Reproduce everything from "API changes v2" down to "prepare for migration." in the guide below on NewsCatcher API changes between v2 and v3.

═══ Excerpted text ═══

API changes v2 vs v3 - newscatcher

This guide outlines the key differences between NewsCatcher News API v2 and v3. It provides a technical comparison to help you understand the changes and prepare for migration.

This guide only covers the changes for v2/v3 shared endpoints. To learn about other v3 endpoints, their parameters, and response fields, see the API Reference.

Base API changes

Infrastructure updates

Feature	v2	v3
Base URL	api.newscatcherapi.com/v2	v3-api.newscatcherapi.com/api
Authentication header	x-api-key	x-api-token
Maximum articles/request	100	1,000
Historical data	Since 2019	Since 2019*

All historical data from News API v2 is available in v3. For data collected before July 2023, only the core functionalities are included. Advanced features such as NLP analysis, clustering, and deduplication for this specific time frame can be added upon request.

Available endpoints

v2	v3	Change
`/search`	`/search`	Enhanced with additional filtering capabilities, NLP features, clustering, and deduplication
`/latest_headlines`	`/latest_headlines`	Enhanced with additional filtering capabilities, NLP features, clustering, and deduplication
`/sources`	`/sources`	Enhanced with additional filtering capabilities
	`/authors`	Search by author name
	`/search_by_link`	Search by URL or article ID
	`/search_similar`	Find similar articles
	`/aggregation_count`	Get aggregation count by interval
	`/subscription`	View subscription info

Method support

Both v2 and v3 support GET and POST methods for all endpoints
Multiple value parameter formats:
- v2: Most parameters use comma-separated strings, with some exceptions (e.g., search_in uses underscore-separated strings) regardless of the method
- v3: More consistent formatting:
  - GET: Supports a comma-separated string
  - POST: Supports both a comma-separated string and an array of strings
Single-value parameters maintain their respective formats in both versions

Parameter changes

Renaming

from → from_
to → to_
topic → theme

The topic parameter is removed from the /sources endpoint. Instead, you have new filtering capabilities. To learn more, see Retrieve sources.

═══ Extracted records ═══

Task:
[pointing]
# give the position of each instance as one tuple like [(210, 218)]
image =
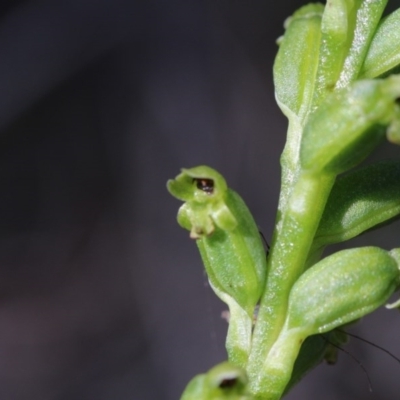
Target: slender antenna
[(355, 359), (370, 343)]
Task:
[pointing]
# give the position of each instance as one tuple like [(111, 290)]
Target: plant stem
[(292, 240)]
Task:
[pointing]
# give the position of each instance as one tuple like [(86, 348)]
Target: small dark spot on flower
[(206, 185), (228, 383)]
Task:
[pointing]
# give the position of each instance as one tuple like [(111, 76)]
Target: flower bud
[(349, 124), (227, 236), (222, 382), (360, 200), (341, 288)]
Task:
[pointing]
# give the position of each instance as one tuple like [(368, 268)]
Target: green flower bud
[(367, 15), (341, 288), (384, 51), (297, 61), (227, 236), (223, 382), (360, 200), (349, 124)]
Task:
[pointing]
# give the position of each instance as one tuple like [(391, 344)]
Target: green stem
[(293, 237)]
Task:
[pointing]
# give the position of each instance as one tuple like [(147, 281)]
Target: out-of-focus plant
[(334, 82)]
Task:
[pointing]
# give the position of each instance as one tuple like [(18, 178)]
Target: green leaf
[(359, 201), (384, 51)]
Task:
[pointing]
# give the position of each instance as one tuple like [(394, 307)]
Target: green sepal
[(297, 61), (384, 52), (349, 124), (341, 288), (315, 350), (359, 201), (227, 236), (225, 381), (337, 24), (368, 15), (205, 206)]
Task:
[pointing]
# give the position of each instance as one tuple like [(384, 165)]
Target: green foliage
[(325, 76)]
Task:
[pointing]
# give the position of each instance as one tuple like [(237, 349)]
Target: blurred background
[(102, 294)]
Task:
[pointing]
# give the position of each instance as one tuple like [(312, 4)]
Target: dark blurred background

═══
═══ Extracted records ═══

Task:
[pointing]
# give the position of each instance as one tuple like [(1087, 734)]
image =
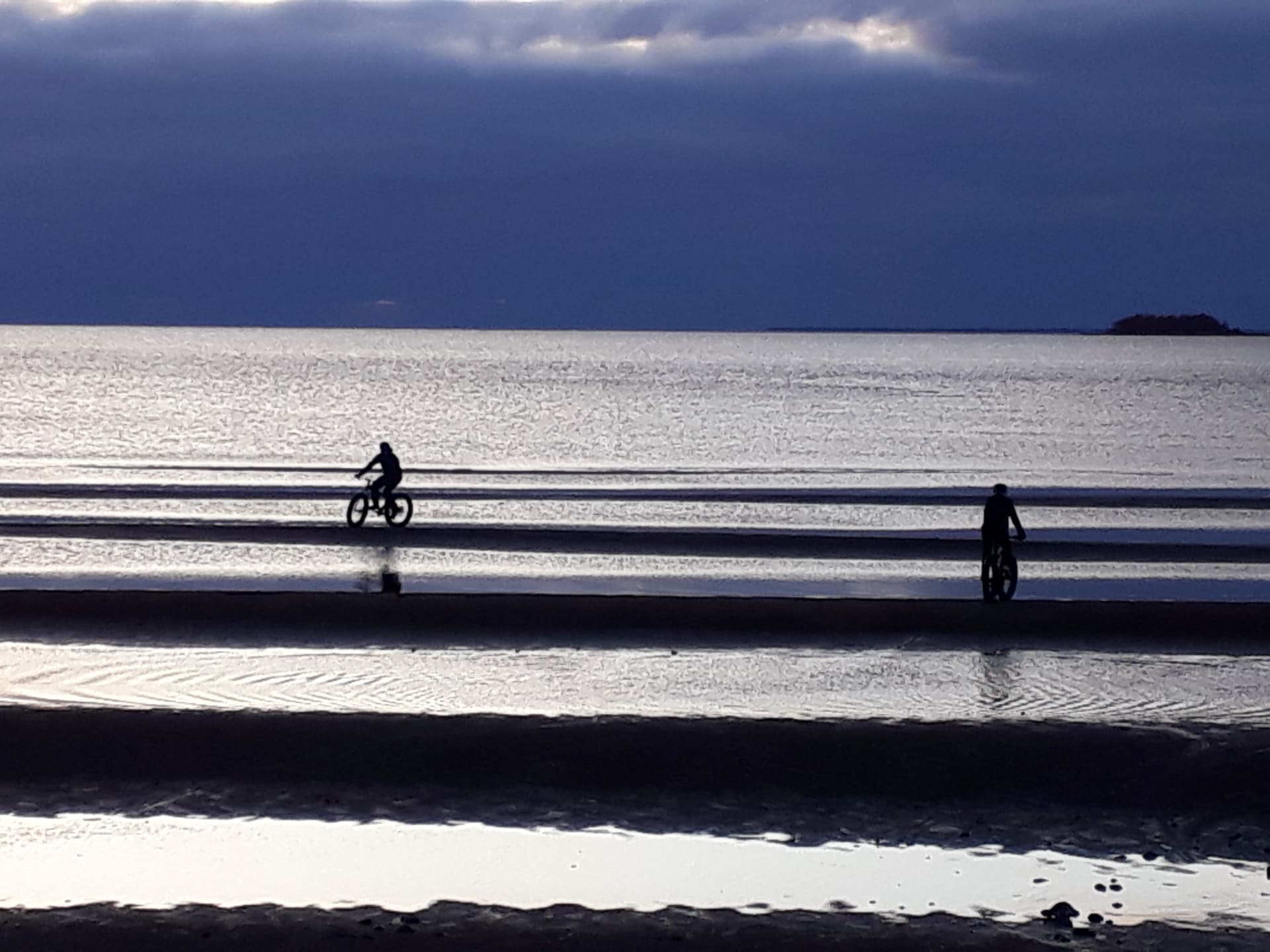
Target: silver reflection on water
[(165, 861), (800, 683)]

═══
═══ Extracted records ═══

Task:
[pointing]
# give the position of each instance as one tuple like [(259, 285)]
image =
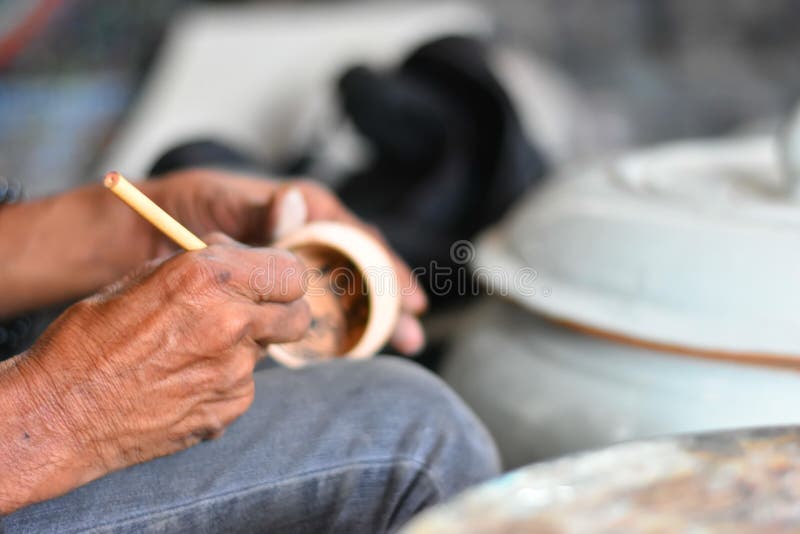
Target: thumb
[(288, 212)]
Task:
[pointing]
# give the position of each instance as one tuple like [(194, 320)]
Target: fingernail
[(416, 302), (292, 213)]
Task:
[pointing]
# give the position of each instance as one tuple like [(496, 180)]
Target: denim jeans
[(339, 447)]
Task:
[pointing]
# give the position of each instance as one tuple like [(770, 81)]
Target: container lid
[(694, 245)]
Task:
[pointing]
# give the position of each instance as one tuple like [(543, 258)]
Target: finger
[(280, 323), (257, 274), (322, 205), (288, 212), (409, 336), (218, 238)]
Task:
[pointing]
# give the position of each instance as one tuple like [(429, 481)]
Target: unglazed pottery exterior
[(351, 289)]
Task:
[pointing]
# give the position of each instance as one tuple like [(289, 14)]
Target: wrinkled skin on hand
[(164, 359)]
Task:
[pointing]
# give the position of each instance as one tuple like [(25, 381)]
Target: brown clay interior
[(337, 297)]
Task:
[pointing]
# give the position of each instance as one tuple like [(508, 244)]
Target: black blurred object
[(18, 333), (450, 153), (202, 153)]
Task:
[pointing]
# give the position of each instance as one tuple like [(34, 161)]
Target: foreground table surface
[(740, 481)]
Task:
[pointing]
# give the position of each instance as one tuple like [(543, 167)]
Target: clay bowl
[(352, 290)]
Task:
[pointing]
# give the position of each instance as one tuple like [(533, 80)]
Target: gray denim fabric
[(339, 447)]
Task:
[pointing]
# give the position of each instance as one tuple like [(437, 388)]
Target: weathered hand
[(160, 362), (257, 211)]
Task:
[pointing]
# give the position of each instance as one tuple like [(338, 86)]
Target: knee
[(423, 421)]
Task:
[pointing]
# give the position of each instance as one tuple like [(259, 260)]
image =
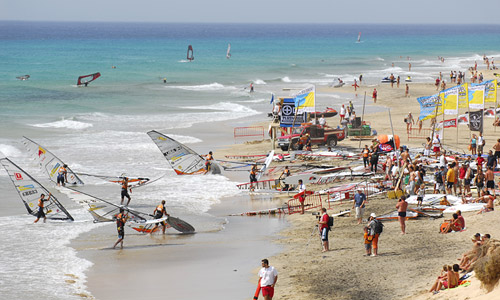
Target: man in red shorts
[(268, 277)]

═══

**Solved problem:**
API changes v2 vs v3 - newscatcher

This guide outlines the key differences between NewsCatcher News API v2 and v3. It provides a technical comparison to help you understand the changes and prepare for migration.